== SOURCE DATA
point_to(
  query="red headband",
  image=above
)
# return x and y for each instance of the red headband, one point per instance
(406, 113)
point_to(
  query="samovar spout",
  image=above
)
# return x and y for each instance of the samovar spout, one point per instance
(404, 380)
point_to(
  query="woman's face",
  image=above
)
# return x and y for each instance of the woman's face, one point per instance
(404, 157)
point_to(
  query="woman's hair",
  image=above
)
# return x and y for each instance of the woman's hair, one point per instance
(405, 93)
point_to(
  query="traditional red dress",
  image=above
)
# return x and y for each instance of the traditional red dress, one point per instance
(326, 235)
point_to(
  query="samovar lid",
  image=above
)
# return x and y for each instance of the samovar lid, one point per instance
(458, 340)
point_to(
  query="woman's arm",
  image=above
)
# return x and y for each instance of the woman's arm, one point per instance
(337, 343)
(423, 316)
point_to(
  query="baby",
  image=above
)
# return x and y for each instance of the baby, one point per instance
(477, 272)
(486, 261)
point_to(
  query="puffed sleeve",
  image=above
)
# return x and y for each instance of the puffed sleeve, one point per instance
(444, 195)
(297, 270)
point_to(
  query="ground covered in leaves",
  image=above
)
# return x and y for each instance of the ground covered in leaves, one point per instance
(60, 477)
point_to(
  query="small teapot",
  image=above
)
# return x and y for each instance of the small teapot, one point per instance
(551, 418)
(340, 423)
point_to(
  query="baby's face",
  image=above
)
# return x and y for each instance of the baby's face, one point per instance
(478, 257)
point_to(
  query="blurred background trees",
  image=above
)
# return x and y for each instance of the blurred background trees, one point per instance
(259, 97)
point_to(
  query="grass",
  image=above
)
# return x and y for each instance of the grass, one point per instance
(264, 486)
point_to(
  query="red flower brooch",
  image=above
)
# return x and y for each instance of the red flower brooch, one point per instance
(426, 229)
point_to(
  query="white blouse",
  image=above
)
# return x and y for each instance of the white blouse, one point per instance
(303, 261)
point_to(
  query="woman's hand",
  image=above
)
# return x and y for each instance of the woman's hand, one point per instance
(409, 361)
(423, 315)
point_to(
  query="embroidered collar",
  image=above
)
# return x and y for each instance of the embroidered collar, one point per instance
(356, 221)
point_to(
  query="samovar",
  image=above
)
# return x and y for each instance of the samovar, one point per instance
====
Print every record above exactly as written.

» FINISHED ANSWER:
point_to(
  query="red headband",
  image=above
)
# return x and y for each instance of the red headband, one point per instance
(406, 113)
point_to(
  query="samovar spout",
  image=above
)
# return x and y for each instance of the samovar spout, one point per instance
(404, 380)
point_to(
  query="woman's face",
  image=above
)
# return x and y for each instance of the woman's face, one point per instance
(404, 157)
point_to(
  query="woman's hair",
  image=above
)
# return x and y for each instance of the woman's hair, one point per instance
(405, 93)
point_to(
  query="traditional red dress",
  image=above
)
# return x and y for each instance of the traditional red dress, one point per instance
(326, 235)
point_to(
  query="samovar lid",
  image=above
)
# return x and y for each instance of the samovar lid, one point per instance
(458, 340)
point_to(
  query="woman's arm",
  image=above
)
# return x and y for each instance of the woman's arm, one point per instance
(337, 343)
(423, 316)
point_to(
  query="baby",
  image=above
)
# return x and y for each instance of the baby, one point per instance
(477, 272)
(486, 261)
point_to(
  query="puffed sleeve",
  image=above
)
# return x and y for each instance of the puffed sleeve, one point per instance
(444, 195)
(297, 270)
point_to(
  query="ground covered in leaves",
  image=above
)
# return x and y for each instance of the ground covered in leaves, one point per instance
(60, 477)
point_to(
  query="small teapot",
  image=above
)
# return x and y for each instance of the small teapot, one point per instance
(551, 418)
(340, 423)
point_to(
  query="baby's face",
  image=above
)
# return x and y for each instance of the baby's face, one point per instance
(478, 257)
point_to(
  query="blurred background trees",
  image=above
)
# return x and y for each instance of the blurred background trees, one point per instance
(259, 97)
point_to(
  query="grass",
  image=above
)
# return x and y for each instance of the grass, one point per instance
(264, 486)
point_to(
  query="red flower brooch",
  image=above
)
# return x and y for each instance of the red flower brooch, one point per instance
(426, 229)
point_to(
  query="white blouse",
  image=above
)
# return x and y for each instance of the white blouse, one point per instance
(303, 261)
point_to(
  query="woman's hand",
  image=above
)
# return x and y for each instance of the woman's hand, one point per instance
(409, 361)
(423, 315)
point_to(
  query="embroidered collar",
  image=above
)
# return x and y for each instance of the embroidered collar, one point per instance
(356, 221)
point_to(
  query="samovar",
  image=above
)
# return x and y for each instance of the samovar, one point per instance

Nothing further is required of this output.